### Document excerpt

+--

Most Barbera d’Alba is enjoyable with a wide variety of foods, but Colla’s Barbera Costa Bruna is an exceptional wine – period, no qualifications. The Colla family (I’ve written about them before) knows its business: It has been making wine in Piedmont since the 1700s, and since the mid-twentieth century, under the leadership of the late Beppe Colla, it has been in the forefront of quality production of the most important Piedmont wines – Barolo, Barbaresco, Dolcetto, and Barbera d’Alba.

On its prestigious Barbaresco site, Roncaglie, it has what it refers to as “a jewel within a jewel,” Costa Bruna, a two-hectare field long planted with Barbera. How long, no one knows for sure, but best guesses put the oldest vines on the site at 90 or more years. Vines like that, on the kind of soils that turn Nebbiolo into glorious Barbaresco, yield wines of intensity, concentration, and, above all, elegance.

You read that right: I’m talking about elegance in a Barbera with no admixture of any other grape and no long new-oak regimen. I hate tasting notes, but contrary to my usual practice, I’m going to give you mine from that night:

  • Lovely deep garnet color. Great brambly, fruity Barbera aroma.

+--

### Exercise tasks
a) Reproduce the Barbera wine review above verbatim, in its entirety.
b) Quote the stretch of the records below from the line containing "[Batch spec] Target class: dry" through the line containing "[[0, 317, 300, 400]]", with both of those lines included and nothing else.

+--

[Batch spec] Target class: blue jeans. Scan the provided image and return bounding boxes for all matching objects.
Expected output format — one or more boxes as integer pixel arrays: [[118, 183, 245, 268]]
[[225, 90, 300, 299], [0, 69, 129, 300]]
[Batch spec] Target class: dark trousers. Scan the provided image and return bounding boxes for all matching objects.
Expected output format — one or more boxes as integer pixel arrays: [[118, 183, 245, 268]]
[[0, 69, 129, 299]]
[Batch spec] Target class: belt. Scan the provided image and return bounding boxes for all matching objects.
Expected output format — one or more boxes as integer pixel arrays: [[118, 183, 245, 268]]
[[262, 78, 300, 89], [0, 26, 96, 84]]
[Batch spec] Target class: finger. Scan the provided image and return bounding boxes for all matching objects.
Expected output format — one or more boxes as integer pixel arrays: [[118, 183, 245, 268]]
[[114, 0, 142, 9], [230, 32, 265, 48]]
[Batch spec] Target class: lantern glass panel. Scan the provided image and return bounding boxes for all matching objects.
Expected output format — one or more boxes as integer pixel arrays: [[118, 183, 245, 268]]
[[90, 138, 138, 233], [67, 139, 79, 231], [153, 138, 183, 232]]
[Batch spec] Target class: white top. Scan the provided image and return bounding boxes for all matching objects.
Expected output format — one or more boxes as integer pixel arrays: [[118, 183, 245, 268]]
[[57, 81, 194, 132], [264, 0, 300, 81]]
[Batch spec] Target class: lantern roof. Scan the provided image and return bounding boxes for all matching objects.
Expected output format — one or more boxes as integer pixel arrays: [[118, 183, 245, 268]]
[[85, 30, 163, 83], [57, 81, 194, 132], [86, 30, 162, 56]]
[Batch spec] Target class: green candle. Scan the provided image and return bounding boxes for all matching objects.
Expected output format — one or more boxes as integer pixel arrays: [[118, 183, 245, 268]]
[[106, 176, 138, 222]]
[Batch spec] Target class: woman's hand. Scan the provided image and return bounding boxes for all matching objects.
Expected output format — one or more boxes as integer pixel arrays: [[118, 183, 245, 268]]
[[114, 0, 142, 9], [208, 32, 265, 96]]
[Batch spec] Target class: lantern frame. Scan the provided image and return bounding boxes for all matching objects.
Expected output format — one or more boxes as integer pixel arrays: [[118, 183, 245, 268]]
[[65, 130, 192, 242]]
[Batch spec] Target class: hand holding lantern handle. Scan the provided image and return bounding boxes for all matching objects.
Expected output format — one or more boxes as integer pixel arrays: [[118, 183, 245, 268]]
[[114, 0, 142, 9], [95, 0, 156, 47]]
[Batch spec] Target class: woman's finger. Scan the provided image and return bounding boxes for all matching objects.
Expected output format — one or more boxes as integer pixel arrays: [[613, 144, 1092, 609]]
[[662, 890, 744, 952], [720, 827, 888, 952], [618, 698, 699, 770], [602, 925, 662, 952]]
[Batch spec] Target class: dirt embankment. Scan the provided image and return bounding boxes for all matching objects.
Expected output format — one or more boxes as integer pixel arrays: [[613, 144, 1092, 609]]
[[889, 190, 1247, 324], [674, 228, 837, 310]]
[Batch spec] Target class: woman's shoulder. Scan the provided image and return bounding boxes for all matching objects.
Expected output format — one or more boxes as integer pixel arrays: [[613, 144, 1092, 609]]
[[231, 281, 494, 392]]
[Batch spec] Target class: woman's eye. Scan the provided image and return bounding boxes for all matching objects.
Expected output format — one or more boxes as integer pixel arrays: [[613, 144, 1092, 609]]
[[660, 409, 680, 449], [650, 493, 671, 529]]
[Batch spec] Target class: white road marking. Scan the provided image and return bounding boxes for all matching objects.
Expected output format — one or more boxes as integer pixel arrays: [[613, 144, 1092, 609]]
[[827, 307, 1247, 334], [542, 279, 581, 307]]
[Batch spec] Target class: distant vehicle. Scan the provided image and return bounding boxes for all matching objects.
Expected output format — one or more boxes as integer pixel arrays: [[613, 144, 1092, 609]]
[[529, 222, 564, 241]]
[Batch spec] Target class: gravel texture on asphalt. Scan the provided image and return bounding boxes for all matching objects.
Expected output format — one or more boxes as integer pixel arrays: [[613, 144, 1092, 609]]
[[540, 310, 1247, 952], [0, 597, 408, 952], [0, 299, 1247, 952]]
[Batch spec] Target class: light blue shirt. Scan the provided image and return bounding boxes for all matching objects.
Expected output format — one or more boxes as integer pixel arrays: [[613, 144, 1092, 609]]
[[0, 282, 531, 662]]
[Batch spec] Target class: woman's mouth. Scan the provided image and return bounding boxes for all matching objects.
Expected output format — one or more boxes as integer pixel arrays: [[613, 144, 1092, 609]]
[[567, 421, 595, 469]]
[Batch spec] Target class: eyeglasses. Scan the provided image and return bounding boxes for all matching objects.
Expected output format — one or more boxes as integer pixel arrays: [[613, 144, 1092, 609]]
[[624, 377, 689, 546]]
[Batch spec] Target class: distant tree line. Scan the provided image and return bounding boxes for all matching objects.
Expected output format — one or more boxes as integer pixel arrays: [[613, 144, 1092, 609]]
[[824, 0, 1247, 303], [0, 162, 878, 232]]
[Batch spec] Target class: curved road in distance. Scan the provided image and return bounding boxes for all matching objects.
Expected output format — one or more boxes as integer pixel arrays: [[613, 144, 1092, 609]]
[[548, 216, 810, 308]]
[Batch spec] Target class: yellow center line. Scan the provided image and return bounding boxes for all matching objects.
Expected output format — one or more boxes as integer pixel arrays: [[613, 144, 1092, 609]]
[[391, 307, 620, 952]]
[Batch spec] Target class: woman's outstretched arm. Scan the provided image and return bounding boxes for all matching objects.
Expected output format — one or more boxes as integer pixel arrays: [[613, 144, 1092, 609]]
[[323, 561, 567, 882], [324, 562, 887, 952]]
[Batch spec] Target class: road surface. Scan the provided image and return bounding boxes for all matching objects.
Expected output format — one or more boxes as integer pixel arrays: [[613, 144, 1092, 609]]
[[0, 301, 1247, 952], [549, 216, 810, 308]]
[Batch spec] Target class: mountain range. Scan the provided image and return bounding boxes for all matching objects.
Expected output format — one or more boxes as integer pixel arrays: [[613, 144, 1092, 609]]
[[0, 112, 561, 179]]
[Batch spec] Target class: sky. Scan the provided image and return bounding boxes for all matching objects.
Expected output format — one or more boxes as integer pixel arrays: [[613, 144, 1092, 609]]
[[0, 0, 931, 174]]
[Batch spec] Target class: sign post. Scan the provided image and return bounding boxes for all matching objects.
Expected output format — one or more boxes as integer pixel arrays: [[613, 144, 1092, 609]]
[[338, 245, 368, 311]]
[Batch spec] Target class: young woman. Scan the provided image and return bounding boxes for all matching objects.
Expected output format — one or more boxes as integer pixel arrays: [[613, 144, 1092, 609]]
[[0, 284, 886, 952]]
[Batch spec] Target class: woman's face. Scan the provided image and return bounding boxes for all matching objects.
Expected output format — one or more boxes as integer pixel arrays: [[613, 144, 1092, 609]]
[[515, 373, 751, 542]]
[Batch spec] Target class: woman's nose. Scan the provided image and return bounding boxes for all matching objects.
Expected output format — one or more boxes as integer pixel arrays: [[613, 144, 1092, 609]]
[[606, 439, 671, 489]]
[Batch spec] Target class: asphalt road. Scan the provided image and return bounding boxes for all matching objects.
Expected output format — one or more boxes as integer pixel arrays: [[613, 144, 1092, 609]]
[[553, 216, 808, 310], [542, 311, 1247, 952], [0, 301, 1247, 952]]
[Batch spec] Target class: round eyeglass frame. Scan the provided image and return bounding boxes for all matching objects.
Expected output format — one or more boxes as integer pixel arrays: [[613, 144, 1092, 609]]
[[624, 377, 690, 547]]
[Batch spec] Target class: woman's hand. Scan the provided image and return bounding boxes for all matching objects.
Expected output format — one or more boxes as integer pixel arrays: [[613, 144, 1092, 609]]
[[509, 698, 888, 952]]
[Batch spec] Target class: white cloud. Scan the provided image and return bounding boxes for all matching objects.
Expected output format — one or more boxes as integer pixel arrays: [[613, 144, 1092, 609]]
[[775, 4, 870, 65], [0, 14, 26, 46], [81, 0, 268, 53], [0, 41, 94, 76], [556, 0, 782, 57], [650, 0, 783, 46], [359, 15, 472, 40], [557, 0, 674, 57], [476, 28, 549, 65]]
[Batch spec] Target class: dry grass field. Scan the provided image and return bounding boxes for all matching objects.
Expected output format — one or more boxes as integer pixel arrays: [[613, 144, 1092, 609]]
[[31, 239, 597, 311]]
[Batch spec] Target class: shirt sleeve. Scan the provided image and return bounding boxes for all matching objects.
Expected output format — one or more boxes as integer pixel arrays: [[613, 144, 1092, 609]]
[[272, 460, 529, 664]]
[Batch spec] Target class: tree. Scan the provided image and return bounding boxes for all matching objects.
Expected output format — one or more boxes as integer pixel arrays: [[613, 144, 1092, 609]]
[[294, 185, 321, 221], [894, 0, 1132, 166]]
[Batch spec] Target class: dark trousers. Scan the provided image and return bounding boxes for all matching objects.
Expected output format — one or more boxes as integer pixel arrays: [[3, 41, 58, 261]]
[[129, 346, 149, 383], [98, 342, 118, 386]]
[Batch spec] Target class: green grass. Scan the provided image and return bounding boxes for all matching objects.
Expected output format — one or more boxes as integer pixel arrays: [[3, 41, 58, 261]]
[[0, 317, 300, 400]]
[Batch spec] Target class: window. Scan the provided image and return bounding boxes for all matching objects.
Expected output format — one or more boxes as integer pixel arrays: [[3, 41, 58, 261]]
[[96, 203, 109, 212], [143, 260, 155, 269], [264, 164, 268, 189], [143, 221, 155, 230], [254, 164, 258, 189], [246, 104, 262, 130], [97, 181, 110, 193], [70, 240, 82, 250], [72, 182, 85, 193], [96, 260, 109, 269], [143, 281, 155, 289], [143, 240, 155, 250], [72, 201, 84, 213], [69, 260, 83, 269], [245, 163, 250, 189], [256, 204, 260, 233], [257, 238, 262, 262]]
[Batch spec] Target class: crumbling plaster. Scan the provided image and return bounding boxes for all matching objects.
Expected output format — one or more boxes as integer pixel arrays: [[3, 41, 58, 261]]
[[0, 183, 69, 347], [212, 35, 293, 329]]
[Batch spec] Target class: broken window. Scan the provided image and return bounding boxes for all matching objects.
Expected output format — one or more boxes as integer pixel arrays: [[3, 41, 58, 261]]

+--

### Solutions
a)
Most Barbera d’Alba is enjoyable with a wide variety of foods, but Colla’s Barbera Costa Bruna is an exceptional wine – period, no qualifications. The Colla family (I’ve written about them before) knows its business: It has been making wine in Piedmont since the 1700s, and since the mid-twentieth century, under the leadership of the late Beppe Colla, it has been in the forefront of quality production of the most important Piedmont wines – Barolo, Barbaresco, Dolcetto, and Barbera d’Alba.

On its prestigious Barbaresco site, Roncaglie, it has what it refers to as “a jewel within a jewel,” Costa Bruna, a two-hectare field long planted with Barbera. How long, no one knows for sure, but best guesses put the oldest vines on the site at 90 or more years. Vines like that, on the kind of soils that turn Nebbiolo into glorious Barbaresco, yield wines of intensity, concentration, and, above all, elegance.

You read that right: I’m talking about elegance in a Barbera with no admixture of any other grape and no long new-oak regimen. I hate tasting notes, but contrary to my usual practice, I’m going to give you mine from that night:

  • Lovely deep garnet color. Great brambly, fruity Barbera aroma.

b)
[Batch spec] Target class: dry grass field. Scan the provided image and return bounding boxes for all matching objects.
Expected output format — one or more boxes as integer pixel arrays: [[613, 144, 1092, 609]]
[[31, 239, 597, 311]]
[Batch spec] Target class: shirt sleeve. Scan the provided image and return bounding boxes for all matching objects.
Expected output format — one or more boxes as integer pixel arrays: [[613, 144, 1092, 609]]
[[272, 460, 529, 664]]
[Batch spec] Target class: tree. Scan the provided image and return bounding boxes for all matching objects.
Expected output format — one or more boxes as integer pixel arrays: [[613, 144, 1092, 609]]
[[294, 185, 321, 221], [894, 0, 1132, 166]]
[Batch spec] Target class: dark trousers. Scan the provided image and return bounding boxes for all matching objects.
Expected output format — one or more boxes as integer pixel arrays: [[3, 41, 58, 261]]
[[129, 346, 149, 383], [98, 342, 118, 386]]
[Batch spec] Target class: green grass. Scan the provided image and return bounding boxes for all matching objects.
Expected output format — one or more boxes as integer pixel arrays: [[3, 41, 58, 261]]
[[0, 317, 300, 400]]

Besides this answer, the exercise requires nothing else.